AUSGANGSTEXT:
+++
Lernen - Glauben - Wissen (Auszug)
 
Lerne, dass es keine Heilung gibt für Begehren, keine Heilung für den Wunsch nach Belohnung, keine Heilung für das Elend des Verlangens, es sei denn, du richtest Auge und Ohr fest auf das, was unsichtbar und lautlos ist.

 

Der Mensch muss daran glauben, dass ihm die Kraft innewohnt, fortzuschreiten. Er darf nicht erlauben, dass seine größere Natur ihm Schrecken einflößt, er darf sich nicht von seinem geringeren stofflichen Ich rückwärts ziehen lassen.
+++
Extrahierte Einträge

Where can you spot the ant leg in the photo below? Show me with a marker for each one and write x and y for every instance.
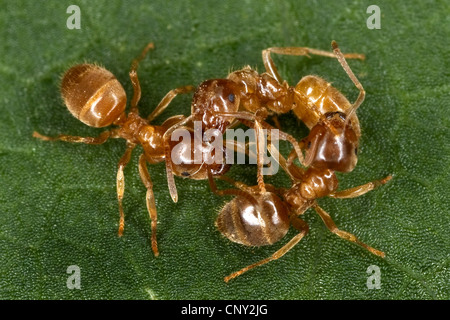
(297, 51)
(344, 64)
(360, 190)
(150, 200)
(120, 181)
(134, 77)
(105, 135)
(300, 225)
(168, 99)
(329, 223)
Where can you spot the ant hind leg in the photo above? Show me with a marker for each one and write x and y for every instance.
(329, 223)
(134, 77)
(150, 200)
(120, 181)
(300, 225)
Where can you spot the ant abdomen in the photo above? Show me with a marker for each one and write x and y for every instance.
(254, 220)
(93, 95)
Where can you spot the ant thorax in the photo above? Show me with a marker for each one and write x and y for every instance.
(332, 144)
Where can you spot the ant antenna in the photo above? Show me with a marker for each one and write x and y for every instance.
(352, 76)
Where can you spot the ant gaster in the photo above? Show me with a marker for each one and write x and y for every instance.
(253, 218)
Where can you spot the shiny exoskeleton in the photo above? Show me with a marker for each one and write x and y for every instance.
(331, 118)
(216, 105)
(94, 96)
(253, 218)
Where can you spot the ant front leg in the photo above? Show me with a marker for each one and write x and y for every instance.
(329, 223)
(120, 181)
(360, 190)
(134, 77)
(297, 223)
(150, 200)
(297, 51)
(102, 138)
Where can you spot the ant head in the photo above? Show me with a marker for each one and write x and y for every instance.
(212, 98)
(332, 144)
(185, 161)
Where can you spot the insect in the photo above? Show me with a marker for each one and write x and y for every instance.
(253, 218)
(328, 114)
(94, 96)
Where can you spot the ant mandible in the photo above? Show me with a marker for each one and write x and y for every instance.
(94, 96)
(253, 218)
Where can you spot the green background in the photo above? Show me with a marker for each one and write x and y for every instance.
(58, 202)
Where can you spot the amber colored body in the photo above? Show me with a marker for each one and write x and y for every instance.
(94, 96)
(323, 109)
(253, 218)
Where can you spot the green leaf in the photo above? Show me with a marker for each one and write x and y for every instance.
(58, 200)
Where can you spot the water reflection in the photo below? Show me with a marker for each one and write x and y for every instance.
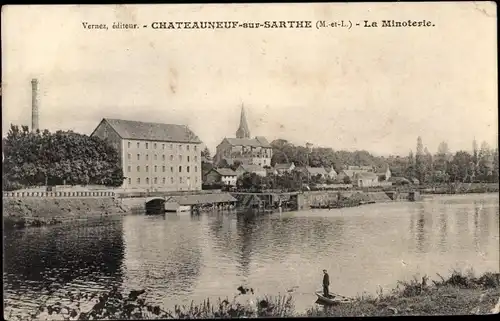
(40, 263)
(179, 258)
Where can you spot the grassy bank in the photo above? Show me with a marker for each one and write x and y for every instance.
(27, 212)
(459, 294)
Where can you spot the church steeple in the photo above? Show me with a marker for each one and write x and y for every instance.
(243, 131)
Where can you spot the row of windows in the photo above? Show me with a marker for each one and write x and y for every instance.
(129, 156)
(164, 180)
(155, 146)
(129, 169)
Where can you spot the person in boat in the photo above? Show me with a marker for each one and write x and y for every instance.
(326, 284)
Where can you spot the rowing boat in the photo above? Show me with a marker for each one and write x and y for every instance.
(333, 299)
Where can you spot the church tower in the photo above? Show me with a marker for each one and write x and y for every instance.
(243, 131)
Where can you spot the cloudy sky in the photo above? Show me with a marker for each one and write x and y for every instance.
(364, 88)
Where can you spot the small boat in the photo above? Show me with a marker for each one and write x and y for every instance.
(333, 299)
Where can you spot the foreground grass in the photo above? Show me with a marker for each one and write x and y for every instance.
(459, 294)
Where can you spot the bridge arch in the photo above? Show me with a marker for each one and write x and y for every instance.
(155, 205)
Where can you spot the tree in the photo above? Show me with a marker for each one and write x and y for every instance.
(205, 153)
(37, 159)
(420, 162)
(460, 169)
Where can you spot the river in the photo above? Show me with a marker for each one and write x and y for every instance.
(183, 258)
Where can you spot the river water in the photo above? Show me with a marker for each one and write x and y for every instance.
(182, 258)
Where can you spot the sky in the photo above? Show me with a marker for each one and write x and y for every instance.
(374, 89)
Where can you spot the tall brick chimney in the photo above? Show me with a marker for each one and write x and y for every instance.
(34, 105)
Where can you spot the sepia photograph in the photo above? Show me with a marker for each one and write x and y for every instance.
(172, 161)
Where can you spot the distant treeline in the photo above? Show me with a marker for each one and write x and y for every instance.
(479, 166)
(63, 157)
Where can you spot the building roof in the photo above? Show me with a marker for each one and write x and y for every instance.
(251, 168)
(366, 175)
(359, 167)
(316, 170)
(352, 172)
(130, 129)
(201, 199)
(243, 131)
(225, 171)
(283, 166)
(251, 142)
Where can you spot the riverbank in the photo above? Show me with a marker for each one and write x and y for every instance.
(31, 212)
(459, 294)
(465, 188)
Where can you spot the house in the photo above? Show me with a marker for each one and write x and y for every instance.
(350, 173)
(365, 179)
(315, 171)
(154, 155)
(361, 168)
(251, 169)
(224, 176)
(243, 149)
(331, 173)
(284, 168)
(271, 171)
(385, 176)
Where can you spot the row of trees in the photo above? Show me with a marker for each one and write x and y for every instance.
(479, 166)
(63, 157)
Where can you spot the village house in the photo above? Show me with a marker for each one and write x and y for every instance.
(385, 176)
(284, 168)
(350, 173)
(243, 149)
(365, 179)
(360, 168)
(242, 169)
(331, 173)
(153, 155)
(224, 176)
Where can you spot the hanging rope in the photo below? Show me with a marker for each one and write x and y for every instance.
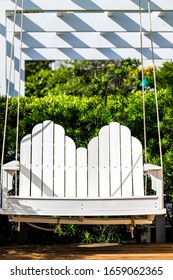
(19, 90)
(155, 84)
(8, 89)
(143, 94)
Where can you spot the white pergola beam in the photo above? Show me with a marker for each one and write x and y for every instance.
(87, 5)
(89, 22)
(92, 40)
(94, 54)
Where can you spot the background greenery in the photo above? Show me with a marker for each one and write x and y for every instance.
(82, 96)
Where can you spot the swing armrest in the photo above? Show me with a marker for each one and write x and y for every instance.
(156, 174)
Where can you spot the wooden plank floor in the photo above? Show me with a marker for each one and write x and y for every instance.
(88, 252)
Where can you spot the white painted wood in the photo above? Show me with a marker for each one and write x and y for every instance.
(93, 178)
(70, 167)
(37, 158)
(94, 5)
(126, 161)
(25, 166)
(59, 141)
(104, 173)
(82, 180)
(92, 40)
(48, 151)
(137, 166)
(86, 22)
(115, 160)
(85, 207)
(94, 54)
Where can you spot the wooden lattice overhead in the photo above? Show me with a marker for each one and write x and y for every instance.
(75, 29)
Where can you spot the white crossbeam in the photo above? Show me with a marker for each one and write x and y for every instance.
(89, 22)
(94, 54)
(92, 40)
(87, 5)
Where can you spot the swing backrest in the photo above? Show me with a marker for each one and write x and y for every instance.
(51, 166)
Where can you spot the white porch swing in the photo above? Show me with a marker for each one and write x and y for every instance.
(61, 184)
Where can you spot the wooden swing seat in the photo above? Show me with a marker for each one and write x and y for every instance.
(106, 179)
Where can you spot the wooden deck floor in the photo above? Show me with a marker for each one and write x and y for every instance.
(88, 252)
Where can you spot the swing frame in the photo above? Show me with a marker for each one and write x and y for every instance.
(11, 168)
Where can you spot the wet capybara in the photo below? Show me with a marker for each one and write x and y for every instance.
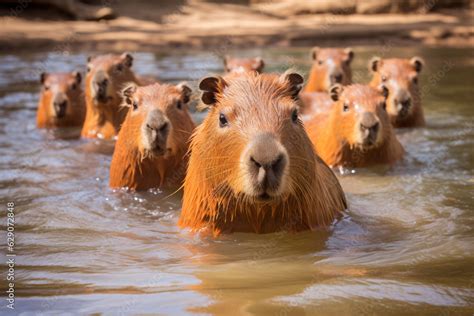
(61, 101)
(357, 131)
(400, 76)
(152, 144)
(330, 66)
(232, 64)
(252, 166)
(106, 76)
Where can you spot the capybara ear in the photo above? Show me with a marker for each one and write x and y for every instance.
(314, 52)
(128, 92)
(350, 54)
(295, 82)
(417, 63)
(211, 87)
(374, 63)
(335, 91)
(258, 64)
(43, 76)
(128, 59)
(185, 91)
(77, 75)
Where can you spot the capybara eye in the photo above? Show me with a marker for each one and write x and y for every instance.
(223, 120)
(294, 116)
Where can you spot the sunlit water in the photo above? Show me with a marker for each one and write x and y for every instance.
(405, 246)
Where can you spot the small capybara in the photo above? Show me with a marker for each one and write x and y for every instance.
(330, 66)
(400, 76)
(252, 166)
(61, 101)
(357, 131)
(152, 144)
(232, 64)
(106, 76)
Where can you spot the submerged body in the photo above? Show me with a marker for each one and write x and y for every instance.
(252, 166)
(152, 144)
(357, 131)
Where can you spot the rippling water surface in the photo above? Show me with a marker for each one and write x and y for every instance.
(405, 246)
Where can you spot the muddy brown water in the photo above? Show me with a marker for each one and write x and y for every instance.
(404, 247)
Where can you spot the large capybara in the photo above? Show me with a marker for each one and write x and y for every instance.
(357, 131)
(61, 101)
(252, 166)
(153, 142)
(400, 76)
(106, 76)
(232, 64)
(330, 66)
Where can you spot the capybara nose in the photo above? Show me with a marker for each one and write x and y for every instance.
(369, 127)
(266, 164)
(60, 108)
(337, 78)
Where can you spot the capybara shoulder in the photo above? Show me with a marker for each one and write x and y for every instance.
(106, 76)
(330, 66)
(153, 142)
(61, 102)
(252, 166)
(239, 65)
(401, 77)
(357, 130)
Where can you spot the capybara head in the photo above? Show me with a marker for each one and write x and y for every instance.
(360, 111)
(400, 76)
(158, 121)
(330, 66)
(232, 64)
(252, 165)
(106, 76)
(61, 101)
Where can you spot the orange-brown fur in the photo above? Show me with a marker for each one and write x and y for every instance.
(328, 63)
(232, 64)
(104, 118)
(335, 134)
(132, 165)
(400, 76)
(214, 195)
(67, 87)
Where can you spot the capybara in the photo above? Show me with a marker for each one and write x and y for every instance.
(61, 101)
(252, 166)
(330, 66)
(106, 76)
(357, 131)
(153, 142)
(400, 76)
(232, 64)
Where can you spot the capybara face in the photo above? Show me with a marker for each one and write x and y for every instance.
(400, 76)
(243, 64)
(158, 112)
(256, 142)
(106, 76)
(60, 97)
(331, 66)
(361, 115)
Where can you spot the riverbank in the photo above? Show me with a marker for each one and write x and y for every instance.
(219, 26)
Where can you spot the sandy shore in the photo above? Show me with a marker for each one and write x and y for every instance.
(217, 26)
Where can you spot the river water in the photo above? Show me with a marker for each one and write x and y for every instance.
(404, 247)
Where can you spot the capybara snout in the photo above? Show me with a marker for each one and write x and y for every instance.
(266, 163)
(155, 132)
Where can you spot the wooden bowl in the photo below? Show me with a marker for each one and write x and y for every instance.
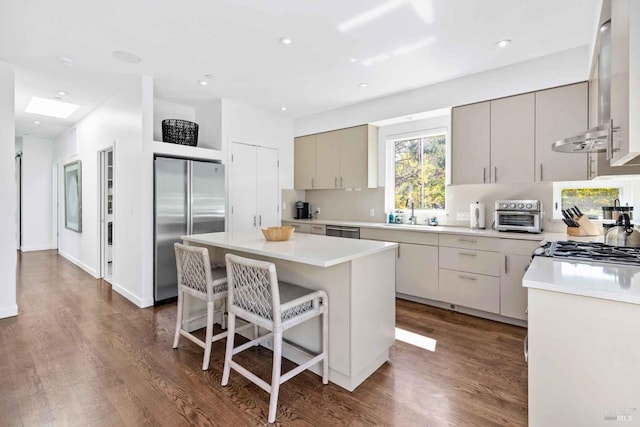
(277, 234)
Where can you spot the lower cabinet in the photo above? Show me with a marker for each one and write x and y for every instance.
(470, 290)
(417, 270)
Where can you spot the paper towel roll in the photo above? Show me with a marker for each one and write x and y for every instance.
(476, 215)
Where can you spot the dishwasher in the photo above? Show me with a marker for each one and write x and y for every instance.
(340, 231)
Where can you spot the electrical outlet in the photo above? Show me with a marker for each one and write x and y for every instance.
(462, 216)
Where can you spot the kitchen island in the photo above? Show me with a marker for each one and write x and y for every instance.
(359, 278)
(583, 342)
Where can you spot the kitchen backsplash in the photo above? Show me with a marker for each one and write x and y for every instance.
(356, 205)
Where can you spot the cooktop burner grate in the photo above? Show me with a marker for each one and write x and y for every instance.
(589, 251)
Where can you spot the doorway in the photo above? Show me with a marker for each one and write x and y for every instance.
(107, 190)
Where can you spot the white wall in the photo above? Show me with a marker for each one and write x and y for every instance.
(119, 123)
(553, 70)
(37, 159)
(8, 306)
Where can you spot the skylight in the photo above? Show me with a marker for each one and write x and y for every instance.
(51, 108)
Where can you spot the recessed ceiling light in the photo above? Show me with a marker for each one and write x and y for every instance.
(128, 57)
(65, 60)
(51, 108)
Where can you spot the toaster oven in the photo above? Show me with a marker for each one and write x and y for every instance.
(519, 215)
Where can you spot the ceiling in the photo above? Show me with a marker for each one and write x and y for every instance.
(396, 45)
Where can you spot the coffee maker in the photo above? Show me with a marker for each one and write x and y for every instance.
(302, 210)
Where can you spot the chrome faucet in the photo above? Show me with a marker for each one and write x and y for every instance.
(412, 218)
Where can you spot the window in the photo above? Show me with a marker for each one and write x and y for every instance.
(419, 165)
(591, 196)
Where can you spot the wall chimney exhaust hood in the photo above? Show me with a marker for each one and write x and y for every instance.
(597, 139)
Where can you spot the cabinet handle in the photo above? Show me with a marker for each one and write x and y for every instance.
(467, 254)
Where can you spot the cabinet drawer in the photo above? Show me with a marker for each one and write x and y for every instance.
(470, 261)
(319, 229)
(470, 290)
(518, 247)
(470, 242)
(415, 237)
(299, 228)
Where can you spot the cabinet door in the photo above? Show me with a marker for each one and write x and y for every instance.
(560, 113)
(512, 139)
(353, 157)
(513, 296)
(267, 193)
(327, 160)
(417, 271)
(470, 143)
(242, 187)
(304, 162)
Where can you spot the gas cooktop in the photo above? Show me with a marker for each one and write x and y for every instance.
(589, 251)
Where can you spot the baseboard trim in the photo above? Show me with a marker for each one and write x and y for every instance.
(79, 263)
(36, 248)
(140, 302)
(10, 311)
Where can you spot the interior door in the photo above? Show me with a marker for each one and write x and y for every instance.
(242, 188)
(267, 194)
(207, 197)
(170, 187)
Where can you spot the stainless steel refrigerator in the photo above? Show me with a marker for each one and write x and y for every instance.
(188, 199)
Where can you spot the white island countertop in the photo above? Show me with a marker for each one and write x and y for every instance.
(311, 249)
(613, 282)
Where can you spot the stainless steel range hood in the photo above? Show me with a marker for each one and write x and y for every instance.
(597, 139)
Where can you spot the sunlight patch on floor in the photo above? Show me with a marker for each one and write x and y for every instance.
(415, 339)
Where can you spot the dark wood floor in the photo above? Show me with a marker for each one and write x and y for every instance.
(80, 354)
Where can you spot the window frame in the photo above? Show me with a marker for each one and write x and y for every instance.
(627, 189)
(390, 179)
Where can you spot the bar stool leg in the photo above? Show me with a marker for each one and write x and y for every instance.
(209, 334)
(275, 375)
(231, 330)
(176, 338)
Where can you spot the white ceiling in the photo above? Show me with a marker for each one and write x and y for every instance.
(398, 44)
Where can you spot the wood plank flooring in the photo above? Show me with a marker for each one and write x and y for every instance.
(80, 354)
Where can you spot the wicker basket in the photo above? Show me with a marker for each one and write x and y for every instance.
(182, 132)
(277, 234)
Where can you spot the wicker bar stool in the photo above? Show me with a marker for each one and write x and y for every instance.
(198, 279)
(255, 295)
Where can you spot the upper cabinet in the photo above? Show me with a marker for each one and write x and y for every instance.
(560, 111)
(625, 84)
(305, 162)
(512, 139)
(508, 140)
(471, 146)
(339, 159)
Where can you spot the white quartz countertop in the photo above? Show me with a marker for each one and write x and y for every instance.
(440, 229)
(322, 251)
(591, 279)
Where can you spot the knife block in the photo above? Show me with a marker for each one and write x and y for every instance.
(586, 228)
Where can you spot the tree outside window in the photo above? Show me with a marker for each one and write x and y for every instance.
(420, 172)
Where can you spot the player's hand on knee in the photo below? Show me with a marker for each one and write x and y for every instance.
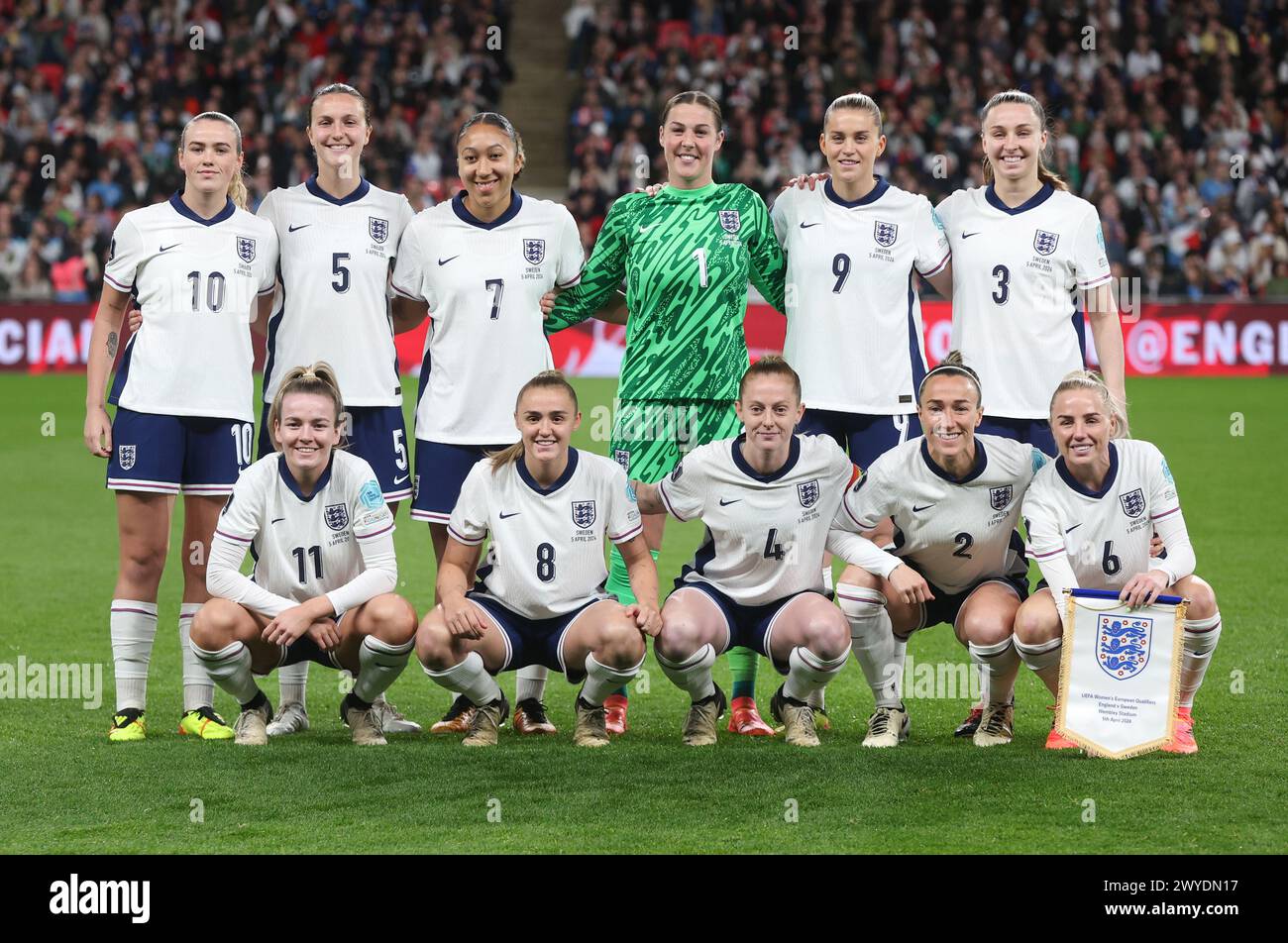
(325, 634)
(463, 618)
(287, 626)
(1144, 589)
(98, 432)
(647, 618)
(911, 585)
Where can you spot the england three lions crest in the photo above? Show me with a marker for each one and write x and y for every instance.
(584, 513)
(336, 517)
(1122, 644)
(1132, 502)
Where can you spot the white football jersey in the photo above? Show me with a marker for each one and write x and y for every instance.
(335, 262)
(1104, 535)
(197, 283)
(483, 283)
(305, 547)
(765, 535)
(1017, 274)
(854, 329)
(548, 544)
(954, 531)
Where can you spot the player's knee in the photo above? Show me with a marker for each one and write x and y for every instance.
(390, 618)
(434, 643)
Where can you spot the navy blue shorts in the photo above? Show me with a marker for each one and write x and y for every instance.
(945, 605)
(532, 641)
(441, 471)
(1035, 432)
(863, 436)
(748, 626)
(167, 455)
(375, 433)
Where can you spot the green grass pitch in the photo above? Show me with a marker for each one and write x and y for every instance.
(64, 788)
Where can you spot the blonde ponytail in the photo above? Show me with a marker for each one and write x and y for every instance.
(546, 379)
(1093, 382)
(318, 377)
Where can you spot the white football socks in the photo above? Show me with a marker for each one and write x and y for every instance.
(1201, 638)
(999, 663)
(872, 641)
(692, 674)
(198, 690)
(292, 681)
(1043, 659)
(230, 667)
(809, 673)
(531, 682)
(378, 665)
(603, 681)
(134, 625)
(469, 678)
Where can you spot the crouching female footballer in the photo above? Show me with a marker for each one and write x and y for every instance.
(316, 522)
(1090, 517)
(768, 498)
(954, 498)
(540, 595)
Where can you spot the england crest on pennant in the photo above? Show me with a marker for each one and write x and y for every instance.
(885, 234)
(1132, 502)
(1122, 644)
(584, 513)
(336, 517)
(1044, 243)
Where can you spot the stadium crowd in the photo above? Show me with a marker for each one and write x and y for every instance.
(93, 95)
(1170, 117)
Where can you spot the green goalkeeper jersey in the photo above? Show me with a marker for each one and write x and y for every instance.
(686, 256)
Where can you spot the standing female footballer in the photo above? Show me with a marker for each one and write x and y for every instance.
(481, 262)
(1090, 518)
(686, 256)
(540, 596)
(768, 498)
(316, 522)
(196, 264)
(339, 236)
(954, 498)
(1020, 291)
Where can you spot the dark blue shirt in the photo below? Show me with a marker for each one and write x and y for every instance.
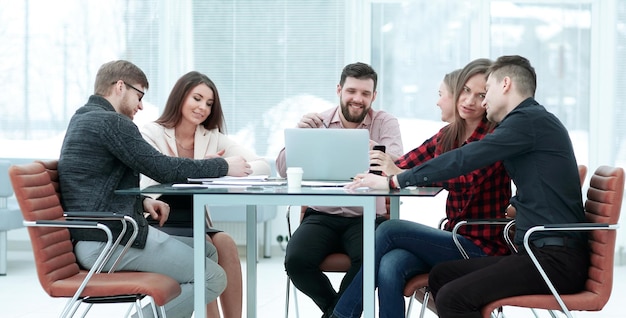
+++
AUFGABEN:
**1)** Nenne alles, wofür es laut Ausgangstext keine Heilung gibt.
**2)** Bitte zähle die Zeilen der Auflistung, die die Zeichenfolge „dark“ enthalten, wobei Groß- und Kleinschreibung zu beachten ist. Antworte nur mit der Zahl.

ANTWORTEN JE AUFGABE:
**1)**
- Begehren
- den Wunsch nach Belohnung
- das Elend des Verlangens

**2)** 2